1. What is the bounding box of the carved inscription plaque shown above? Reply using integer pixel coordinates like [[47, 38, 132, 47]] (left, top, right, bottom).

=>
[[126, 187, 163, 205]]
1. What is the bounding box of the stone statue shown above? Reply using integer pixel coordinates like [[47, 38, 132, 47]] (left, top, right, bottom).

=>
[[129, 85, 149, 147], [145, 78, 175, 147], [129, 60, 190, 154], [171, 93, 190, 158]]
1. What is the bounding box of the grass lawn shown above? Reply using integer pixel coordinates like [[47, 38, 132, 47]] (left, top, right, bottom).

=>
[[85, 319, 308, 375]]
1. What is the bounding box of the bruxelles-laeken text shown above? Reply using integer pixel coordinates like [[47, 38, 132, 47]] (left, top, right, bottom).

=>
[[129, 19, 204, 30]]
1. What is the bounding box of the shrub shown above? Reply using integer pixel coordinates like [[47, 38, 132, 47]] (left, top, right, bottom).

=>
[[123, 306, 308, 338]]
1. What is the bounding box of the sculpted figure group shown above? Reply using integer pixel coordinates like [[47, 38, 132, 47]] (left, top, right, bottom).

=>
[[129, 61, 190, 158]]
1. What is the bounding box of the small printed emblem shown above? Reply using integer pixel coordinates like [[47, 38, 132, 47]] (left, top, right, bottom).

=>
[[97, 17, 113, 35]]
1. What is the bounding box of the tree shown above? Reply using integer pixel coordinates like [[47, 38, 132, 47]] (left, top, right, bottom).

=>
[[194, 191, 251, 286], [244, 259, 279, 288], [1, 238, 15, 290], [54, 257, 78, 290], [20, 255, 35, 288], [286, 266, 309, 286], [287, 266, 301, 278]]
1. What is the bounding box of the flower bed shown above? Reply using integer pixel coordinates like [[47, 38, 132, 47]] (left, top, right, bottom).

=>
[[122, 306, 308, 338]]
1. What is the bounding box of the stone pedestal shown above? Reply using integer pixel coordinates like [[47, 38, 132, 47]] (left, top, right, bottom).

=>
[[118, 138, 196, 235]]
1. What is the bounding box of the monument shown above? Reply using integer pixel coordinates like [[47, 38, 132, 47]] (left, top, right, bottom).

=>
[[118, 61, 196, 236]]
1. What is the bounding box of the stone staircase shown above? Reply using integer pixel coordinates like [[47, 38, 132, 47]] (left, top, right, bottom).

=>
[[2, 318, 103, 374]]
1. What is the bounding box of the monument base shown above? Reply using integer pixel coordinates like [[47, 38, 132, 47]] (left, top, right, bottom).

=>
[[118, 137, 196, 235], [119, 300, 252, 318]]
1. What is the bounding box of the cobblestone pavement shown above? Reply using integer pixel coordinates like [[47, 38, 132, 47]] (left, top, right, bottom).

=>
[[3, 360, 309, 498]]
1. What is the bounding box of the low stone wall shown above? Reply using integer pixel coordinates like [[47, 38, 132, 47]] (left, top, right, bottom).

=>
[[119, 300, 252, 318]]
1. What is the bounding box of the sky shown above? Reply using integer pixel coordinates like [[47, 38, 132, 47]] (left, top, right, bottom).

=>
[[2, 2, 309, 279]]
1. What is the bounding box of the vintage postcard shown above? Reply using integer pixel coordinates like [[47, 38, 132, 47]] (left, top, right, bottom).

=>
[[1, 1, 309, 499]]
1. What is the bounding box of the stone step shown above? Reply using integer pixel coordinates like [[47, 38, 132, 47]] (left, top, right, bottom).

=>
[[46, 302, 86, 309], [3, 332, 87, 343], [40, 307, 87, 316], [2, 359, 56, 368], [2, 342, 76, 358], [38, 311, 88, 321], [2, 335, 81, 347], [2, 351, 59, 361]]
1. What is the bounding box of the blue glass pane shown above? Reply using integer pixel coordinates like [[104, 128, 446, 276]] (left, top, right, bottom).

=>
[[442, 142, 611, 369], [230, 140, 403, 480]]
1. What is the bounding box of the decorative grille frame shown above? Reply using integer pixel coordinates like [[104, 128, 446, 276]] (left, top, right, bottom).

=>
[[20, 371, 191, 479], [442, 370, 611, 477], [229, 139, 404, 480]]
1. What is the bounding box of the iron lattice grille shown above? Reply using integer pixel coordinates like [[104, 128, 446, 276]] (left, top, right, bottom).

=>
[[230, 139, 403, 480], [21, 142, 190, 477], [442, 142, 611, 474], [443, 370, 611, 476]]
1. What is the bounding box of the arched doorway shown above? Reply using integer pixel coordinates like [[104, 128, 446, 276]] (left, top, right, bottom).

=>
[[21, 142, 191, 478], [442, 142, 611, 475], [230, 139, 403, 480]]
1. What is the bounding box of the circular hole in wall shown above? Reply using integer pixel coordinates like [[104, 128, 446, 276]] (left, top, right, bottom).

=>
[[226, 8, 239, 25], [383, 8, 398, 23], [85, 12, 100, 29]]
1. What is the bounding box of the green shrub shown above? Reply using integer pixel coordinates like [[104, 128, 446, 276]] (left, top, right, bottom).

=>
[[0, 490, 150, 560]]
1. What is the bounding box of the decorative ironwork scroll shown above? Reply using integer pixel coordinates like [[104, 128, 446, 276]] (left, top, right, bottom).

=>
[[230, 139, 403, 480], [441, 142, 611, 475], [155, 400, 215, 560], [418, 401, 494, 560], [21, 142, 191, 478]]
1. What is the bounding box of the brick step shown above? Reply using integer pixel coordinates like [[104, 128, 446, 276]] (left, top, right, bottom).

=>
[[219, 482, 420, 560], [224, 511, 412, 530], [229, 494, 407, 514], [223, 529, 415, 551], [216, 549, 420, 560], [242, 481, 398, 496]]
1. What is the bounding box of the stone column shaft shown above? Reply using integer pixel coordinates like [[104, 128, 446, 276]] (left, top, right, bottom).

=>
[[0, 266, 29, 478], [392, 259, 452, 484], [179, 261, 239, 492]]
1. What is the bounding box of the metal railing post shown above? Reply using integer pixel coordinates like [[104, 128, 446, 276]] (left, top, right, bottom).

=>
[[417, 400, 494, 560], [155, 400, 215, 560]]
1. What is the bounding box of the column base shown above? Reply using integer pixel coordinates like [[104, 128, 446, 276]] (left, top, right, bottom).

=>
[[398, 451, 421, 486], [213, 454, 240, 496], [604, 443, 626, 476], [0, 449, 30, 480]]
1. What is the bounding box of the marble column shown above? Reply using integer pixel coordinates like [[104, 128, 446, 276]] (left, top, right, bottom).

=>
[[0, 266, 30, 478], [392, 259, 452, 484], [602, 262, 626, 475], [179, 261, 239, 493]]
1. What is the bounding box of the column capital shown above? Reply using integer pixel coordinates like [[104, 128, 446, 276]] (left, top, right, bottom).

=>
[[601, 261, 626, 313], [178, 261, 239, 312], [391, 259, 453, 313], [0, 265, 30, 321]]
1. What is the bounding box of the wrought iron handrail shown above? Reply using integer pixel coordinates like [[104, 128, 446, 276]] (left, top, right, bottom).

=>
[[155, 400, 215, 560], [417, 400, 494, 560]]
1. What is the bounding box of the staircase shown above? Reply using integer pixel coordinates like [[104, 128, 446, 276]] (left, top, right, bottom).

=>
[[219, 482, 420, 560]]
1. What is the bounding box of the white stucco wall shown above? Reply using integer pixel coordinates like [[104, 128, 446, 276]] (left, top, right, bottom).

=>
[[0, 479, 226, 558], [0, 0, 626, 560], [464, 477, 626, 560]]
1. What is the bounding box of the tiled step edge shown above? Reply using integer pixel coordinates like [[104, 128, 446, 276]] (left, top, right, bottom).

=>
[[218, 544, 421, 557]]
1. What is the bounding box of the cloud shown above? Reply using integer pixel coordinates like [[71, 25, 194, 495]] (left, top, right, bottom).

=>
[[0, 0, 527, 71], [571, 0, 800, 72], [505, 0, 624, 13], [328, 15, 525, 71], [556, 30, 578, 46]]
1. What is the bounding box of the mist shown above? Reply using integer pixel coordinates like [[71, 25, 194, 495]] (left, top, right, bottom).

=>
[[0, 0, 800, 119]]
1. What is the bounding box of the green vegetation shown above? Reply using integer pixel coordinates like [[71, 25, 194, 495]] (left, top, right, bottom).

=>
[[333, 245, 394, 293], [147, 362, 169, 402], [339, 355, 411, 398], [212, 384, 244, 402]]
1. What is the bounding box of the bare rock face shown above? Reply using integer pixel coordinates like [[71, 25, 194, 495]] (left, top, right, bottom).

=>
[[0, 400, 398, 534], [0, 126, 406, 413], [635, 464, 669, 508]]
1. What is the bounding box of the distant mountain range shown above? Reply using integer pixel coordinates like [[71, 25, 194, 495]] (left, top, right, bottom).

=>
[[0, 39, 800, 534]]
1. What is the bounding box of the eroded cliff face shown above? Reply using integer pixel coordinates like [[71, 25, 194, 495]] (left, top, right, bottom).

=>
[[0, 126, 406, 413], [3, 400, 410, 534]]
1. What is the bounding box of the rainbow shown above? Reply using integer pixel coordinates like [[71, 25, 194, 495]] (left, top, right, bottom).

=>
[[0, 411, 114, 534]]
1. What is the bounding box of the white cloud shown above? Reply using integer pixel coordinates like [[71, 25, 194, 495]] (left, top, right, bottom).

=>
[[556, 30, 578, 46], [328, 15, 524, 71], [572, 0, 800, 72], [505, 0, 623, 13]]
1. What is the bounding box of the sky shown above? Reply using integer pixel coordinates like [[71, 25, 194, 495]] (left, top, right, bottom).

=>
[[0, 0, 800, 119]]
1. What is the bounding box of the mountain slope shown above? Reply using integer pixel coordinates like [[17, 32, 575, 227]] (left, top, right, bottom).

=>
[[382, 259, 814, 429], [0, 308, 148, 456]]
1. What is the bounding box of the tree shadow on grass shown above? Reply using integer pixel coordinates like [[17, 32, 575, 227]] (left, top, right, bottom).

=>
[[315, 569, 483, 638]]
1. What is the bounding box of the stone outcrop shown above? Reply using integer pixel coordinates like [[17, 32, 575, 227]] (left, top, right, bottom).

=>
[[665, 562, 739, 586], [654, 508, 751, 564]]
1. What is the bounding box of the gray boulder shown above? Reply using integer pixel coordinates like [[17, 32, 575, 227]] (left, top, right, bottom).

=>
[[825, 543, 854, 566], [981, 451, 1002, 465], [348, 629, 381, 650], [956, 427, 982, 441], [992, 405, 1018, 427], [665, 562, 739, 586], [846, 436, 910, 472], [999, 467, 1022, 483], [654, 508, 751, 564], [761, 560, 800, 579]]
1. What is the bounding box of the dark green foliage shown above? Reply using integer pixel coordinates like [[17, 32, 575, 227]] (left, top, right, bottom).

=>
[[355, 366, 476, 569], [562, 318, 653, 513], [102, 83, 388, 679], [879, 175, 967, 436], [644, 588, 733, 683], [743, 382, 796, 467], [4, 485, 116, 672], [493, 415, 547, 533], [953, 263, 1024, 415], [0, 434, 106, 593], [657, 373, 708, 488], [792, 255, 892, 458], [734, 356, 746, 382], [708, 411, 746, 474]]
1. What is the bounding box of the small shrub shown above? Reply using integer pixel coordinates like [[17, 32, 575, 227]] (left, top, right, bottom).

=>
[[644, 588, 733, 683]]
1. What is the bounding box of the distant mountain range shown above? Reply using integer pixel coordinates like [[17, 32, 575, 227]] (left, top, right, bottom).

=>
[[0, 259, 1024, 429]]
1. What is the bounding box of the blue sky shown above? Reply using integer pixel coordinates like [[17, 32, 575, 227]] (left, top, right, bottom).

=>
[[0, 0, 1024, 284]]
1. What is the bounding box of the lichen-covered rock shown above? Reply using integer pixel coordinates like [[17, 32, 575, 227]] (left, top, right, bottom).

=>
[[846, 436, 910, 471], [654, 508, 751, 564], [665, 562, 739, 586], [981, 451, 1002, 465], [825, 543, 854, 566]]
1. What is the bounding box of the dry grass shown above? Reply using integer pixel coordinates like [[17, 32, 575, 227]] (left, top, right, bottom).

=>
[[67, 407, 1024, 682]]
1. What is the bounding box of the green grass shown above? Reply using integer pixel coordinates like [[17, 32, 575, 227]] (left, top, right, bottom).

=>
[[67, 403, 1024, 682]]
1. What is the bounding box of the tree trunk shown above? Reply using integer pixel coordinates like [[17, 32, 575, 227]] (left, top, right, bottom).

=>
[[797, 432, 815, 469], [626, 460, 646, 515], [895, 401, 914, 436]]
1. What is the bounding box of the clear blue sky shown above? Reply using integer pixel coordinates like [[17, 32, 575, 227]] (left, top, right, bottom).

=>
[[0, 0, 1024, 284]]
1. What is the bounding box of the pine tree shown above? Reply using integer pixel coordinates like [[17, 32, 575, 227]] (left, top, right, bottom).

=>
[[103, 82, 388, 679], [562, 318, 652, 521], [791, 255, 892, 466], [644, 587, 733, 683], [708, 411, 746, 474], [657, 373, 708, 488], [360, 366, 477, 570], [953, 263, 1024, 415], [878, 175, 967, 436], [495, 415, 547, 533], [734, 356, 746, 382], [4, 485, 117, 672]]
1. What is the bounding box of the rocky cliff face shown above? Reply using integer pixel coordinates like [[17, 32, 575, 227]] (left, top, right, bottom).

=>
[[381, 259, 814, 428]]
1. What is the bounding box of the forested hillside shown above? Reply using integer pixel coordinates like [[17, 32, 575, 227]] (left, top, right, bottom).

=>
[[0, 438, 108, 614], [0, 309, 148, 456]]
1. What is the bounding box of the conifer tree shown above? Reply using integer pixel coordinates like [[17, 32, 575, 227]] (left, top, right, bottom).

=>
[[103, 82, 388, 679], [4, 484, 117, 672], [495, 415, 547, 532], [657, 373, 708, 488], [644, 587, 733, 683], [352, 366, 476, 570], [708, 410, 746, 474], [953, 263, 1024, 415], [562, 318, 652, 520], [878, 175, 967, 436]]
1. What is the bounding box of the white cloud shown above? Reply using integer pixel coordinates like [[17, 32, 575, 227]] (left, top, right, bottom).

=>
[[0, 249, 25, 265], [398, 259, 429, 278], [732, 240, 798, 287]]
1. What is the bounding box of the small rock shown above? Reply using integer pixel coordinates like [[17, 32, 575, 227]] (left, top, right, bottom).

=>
___
• SET EXERCISE:
Please render the rows above as a JSON list of strings, one string per line with blank lines left out, starting at the line that contains "1. What is the bounding box of the lichen-covered" and ending at the line that contains "[[67, 407, 1024, 682]]", both included.

• WORKED SOLUTION:
[
  "1. What is the bounding box of the lichen-covered rock shown above? Reply using integer pixel coordinates like [[17, 32, 575, 227]] (left, top, right, bottom).",
  "=>",
  "[[846, 436, 910, 471], [654, 508, 751, 564], [665, 562, 739, 586], [981, 451, 1002, 465], [825, 543, 854, 566]]",
  "1. What is the bounding box of the dry grass shown above? Reply using integer pixel coordinates like [[17, 32, 575, 227]] (left, top, right, bottom).",
  "=>",
  "[[67, 407, 1024, 682]]"
]